── 练习输入

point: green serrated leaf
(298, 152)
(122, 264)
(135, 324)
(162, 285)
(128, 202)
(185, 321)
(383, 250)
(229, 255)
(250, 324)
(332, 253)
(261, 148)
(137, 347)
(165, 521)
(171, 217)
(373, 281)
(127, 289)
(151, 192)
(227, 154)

────
── 练习输入

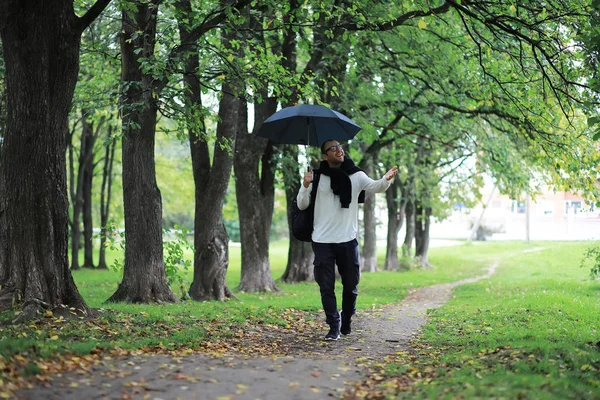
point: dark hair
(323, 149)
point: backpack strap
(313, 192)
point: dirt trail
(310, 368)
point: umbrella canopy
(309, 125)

────
── 练习输入

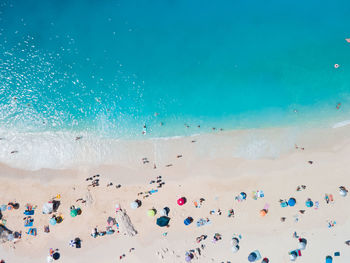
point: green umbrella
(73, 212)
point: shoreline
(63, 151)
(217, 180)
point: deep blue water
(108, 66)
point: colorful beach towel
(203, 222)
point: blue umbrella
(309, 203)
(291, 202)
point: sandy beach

────

练习要求:
请照原样抄写上面数据中从含有“point: green umbrella”的那一行开始、到含有“point: sandy beach”的那一行结束的各行，首尾两行都包括在内。

答案:
point: green umbrella
(73, 212)
point: shoreline
(63, 151)
(217, 180)
point: deep blue water
(108, 66)
point: colorful beach towel
(203, 222)
point: blue umbrella
(309, 203)
(291, 202)
point: sandy beach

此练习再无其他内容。